Begin PAGE TEXT

Ark of the warehouse
AICN’s Drew McWeeny posted a report this morning about the Indiana Jones and the Kingdom of the Crystal Skull crew having “built a reproduction of the warehouse from the end of Raiders of the Lost Ark somewhere in the town of Downey (a totally hellish suburb of L.A. principally known as the childhood home of Richard and Karen Carpenter) and that “they’re staging a sequence there even as you read this.”
McWeeny says he’d “love to see what this warehouse looks like, considering it’s one of the most iconic locations in any of the three movies so far.” Iconic, maybe, but I’ve always seen the Raiders warehouse finale as a real letdown. When I first saw it 26 years ago I said to a girlfriend, “This is how they’re ending it? Some guy driving a forklift? Shitty, dull, nothing. So the Ark has been ignored and buried by the bureaucrats of the FDR administration…big deal.”
Does this mean Phil Kaufman will get a writing credit on this one, too? I understand that the warehouse may have been his only contribution to the original.

End PAGE TEXT
Begin AVAILABLE DATA

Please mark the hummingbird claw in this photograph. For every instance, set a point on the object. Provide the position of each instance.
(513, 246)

End AVAILABLE DATA

→ TASK INSTRUCTIONS: In the post about the Raiders warehouse, in which town was the crew said to have built a reproduction of the warehouse?

→ EXERCISE OUTPUT: Downey